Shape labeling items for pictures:
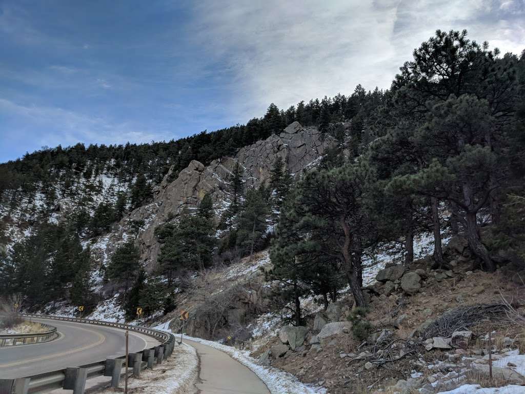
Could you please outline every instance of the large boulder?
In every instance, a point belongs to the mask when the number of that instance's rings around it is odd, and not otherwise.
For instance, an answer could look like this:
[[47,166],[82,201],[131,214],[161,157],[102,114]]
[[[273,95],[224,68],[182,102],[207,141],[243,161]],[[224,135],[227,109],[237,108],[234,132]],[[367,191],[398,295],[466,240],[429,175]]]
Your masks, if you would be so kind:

Brief:
Copy out the listing above word for word, from its beginning through the line containing "[[47,166],[82,201],[131,214],[161,157],[102,114]]", both ends included. Leave the pictures out.

Correct response:
Could you please outline every instance of the large boulder?
In every instance, a point belongs to the mask when the number of that instance's rings around it is odd, and not otherwise.
For instance, an answer could look like this:
[[47,166],[82,201],[131,214],[161,157],[102,114]]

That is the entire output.